▸ Extrait à examiner
•••••
La semaine a été intense avec 4 à 5 heures de visionnage d’affilée par jour, suivi d’une délibération à chaque fin de matinée, pour arriver à classer les films. Ça a été génial ! Grâce à un jury exceptionnel, de qualité, connaisseurs de l’Océanie, composé de réalisateurs et de journalistes. On allait vite et nos échanges ont été très riches, nous sommes allés loin. Ça nous a nourri. Nous étions sur la même longueur d’onde et dès le départ, quand j’ai demandé à chacun quelles valeurs ils souhaitaient mettre en avant, nos critères se sont définis naturellement. Le Grand prix a tout de suite fait l’unanimité.
L’expérience a été enrichissante ?
Ça l’a été pour tous les membres du jury. L’expérience nous a enrichi et nourri. Les discussions ont permis de parler du métier de documentariste et comment on doit travailler avec les protagonistes et les communautés. Le Grand prix en est un exemple : on voit qui est légitime et comment les personnes concernées ne peuvent accepter que leur histoire soit racontée tant que leur mémoire n’est pas respectée. Ce film arrive à point nommé, pour ces 20 ans du Fifo. C’est une leçon pour les réalisateurs, les documentaristes et même les chercheurs.
•••••
▸ Informations fournies
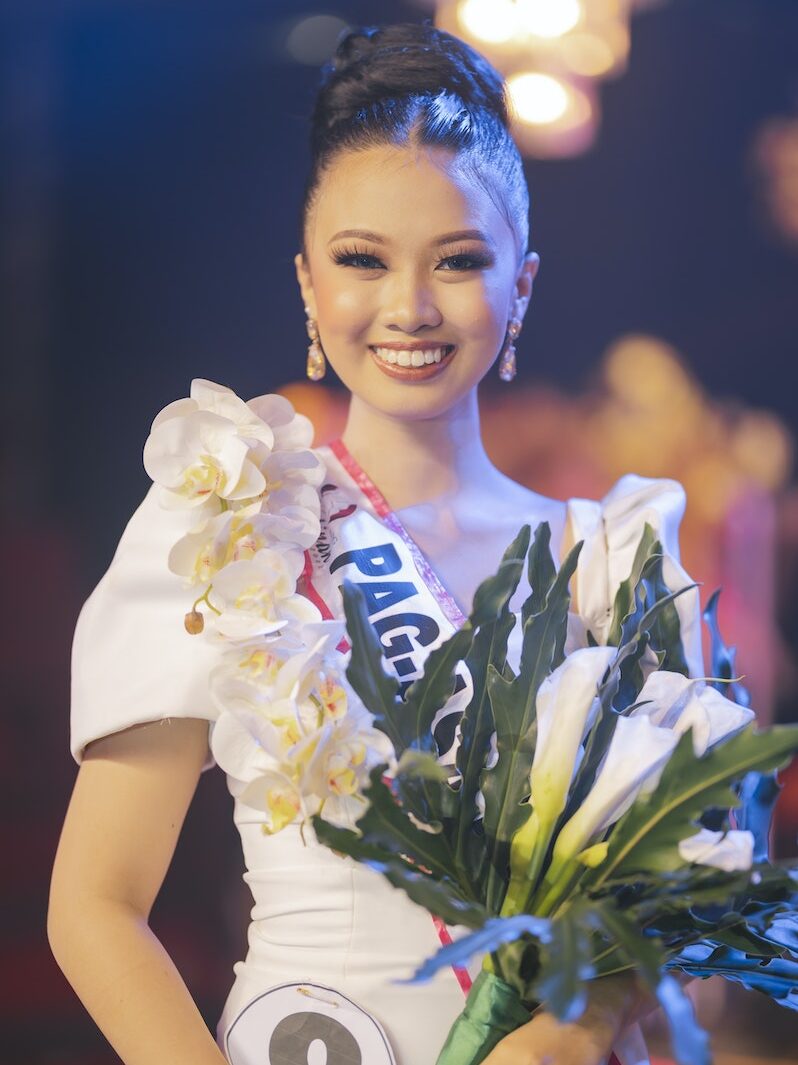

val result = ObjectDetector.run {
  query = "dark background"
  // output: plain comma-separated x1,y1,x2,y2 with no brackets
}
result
0,0,798,1065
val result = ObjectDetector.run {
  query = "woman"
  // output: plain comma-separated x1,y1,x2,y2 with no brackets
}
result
48,18,702,1065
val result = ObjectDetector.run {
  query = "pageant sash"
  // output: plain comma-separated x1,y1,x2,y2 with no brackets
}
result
299,440,649,1065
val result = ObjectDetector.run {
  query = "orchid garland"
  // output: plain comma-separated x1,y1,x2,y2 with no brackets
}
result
144,378,393,834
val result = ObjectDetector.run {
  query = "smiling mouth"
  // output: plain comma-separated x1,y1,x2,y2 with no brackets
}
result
369,344,455,380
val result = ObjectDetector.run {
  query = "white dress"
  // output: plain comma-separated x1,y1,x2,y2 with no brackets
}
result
70,430,703,1065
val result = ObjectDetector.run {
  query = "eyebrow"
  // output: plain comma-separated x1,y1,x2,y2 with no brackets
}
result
327,229,492,247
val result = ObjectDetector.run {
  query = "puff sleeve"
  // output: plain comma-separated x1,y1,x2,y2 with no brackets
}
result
568,474,704,677
69,485,219,771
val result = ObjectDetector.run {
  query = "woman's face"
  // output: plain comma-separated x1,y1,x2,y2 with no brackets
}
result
294,140,539,420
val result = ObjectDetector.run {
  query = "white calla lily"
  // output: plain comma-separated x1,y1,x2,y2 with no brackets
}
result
552,716,679,864
679,829,753,872
631,670,755,758
530,646,618,823
502,646,618,916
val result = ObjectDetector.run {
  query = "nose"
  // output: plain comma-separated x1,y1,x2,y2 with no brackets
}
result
382,271,443,333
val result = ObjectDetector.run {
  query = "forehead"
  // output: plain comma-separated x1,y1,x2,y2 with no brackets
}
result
311,145,512,246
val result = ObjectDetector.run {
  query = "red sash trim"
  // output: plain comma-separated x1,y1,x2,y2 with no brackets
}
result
299,453,621,1065
327,438,466,628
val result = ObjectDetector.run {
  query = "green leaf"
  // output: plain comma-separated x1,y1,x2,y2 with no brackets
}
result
457,525,530,879
398,914,552,983
405,525,530,749
584,725,798,887
607,522,662,646
531,900,596,1022
330,766,462,886
313,815,486,928
669,944,798,1010
593,902,712,1065
701,588,751,706
521,522,557,626
341,580,406,756
481,536,582,913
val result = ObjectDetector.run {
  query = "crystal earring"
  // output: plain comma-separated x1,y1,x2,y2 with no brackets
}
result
305,307,327,381
499,318,521,381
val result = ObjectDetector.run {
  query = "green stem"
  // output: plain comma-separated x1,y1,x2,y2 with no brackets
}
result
192,585,222,615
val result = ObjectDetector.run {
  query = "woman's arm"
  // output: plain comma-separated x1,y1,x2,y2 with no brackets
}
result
47,718,226,1065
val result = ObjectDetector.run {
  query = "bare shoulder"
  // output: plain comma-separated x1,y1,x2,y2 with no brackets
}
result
492,477,568,539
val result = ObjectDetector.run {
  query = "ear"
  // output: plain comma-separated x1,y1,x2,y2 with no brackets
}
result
512,251,540,321
294,251,316,318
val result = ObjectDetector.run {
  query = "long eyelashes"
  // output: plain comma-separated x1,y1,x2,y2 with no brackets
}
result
332,246,493,274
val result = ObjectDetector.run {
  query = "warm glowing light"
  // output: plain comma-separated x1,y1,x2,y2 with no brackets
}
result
516,0,582,37
457,0,518,45
560,33,617,78
507,71,569,126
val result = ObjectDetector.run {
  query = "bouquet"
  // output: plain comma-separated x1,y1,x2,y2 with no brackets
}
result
144,378,798,1065
313,523,798,1065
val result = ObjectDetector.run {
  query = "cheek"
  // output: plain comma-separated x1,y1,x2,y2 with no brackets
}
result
441,274,507,345
315,268,376,340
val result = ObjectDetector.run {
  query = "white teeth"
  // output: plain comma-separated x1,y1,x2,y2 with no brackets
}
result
372,347,449,367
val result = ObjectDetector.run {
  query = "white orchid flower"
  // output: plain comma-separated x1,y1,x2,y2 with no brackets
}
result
213,547,322,640
303,714,395,828
143,410,265,509
186,377,275,448
246,392,313,452
167,507,320,585
679,829,753,872
210,710,308,834
630,670,755,758
552,716,679,865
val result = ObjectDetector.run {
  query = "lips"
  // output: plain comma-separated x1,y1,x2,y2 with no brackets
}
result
369,344,455,381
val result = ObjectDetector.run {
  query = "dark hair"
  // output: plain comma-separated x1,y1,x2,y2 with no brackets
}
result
300,19,530,261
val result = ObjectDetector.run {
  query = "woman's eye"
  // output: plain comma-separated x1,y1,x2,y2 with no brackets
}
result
438,255,490,271
335,251,382,269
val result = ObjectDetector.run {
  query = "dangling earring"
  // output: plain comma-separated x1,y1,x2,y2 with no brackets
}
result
305,307,327,381
499,318,521,381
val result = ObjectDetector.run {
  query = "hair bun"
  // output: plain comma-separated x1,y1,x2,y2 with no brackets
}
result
312,21,508,150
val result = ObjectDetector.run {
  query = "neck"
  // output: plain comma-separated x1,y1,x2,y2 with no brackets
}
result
341,389,501,510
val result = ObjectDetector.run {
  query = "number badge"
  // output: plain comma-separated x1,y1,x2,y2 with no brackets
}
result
225,984,396,1065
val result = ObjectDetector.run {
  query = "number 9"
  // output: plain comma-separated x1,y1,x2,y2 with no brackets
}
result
224,983,396,1065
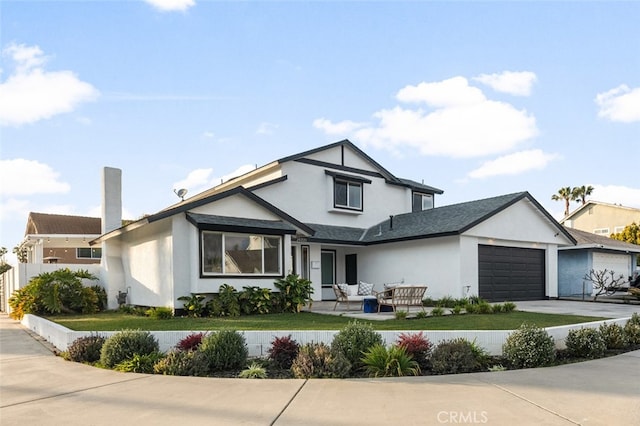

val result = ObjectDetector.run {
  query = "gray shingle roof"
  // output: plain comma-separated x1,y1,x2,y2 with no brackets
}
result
25,212,102,235
565,226,640,253
186,212,296,234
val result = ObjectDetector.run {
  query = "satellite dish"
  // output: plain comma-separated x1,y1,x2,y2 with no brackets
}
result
173,188,187,201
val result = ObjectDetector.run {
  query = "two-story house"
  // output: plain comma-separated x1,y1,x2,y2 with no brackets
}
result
92,140,575,309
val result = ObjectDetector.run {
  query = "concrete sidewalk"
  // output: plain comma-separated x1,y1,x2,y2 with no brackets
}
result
0,315,640,426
•••••
▸ Travail à faire
1. D'après l'entretien sur le jury du Fifo, combien d'heures par jour le jury passait-il à regarder des films ?
2. Poursuivez l'entretien sur le jury du Fifo à partir de sa dernière phrase.

▸ Liste des réponses
1. De 4 à 5 heures d'affilée par jour.

2.
Êtes-vous contente du palmarès et peut-être frustrée de devoir primer « que » quatre documentaires ?
Je suis fière du palmarès et effectivement il y avait beaucoup de bons films. Il y a des films qui nous ont touché mais il manquait quelque chose.
Est-ce spécial de vivre un Fifo en tant que jury ?
On a l’impression d’être au cœur du festival et d’être privilégiée et en même temps, nous sommes à part. Nous n’avons pas assisté aux rencontres avec le public ou professionnelles ou très peu. J’aime parler avec le public sur le Fifo, connaitre les films qu’ils ont aimé, ça m’a manqué. C’était une semaine entre parenthèses.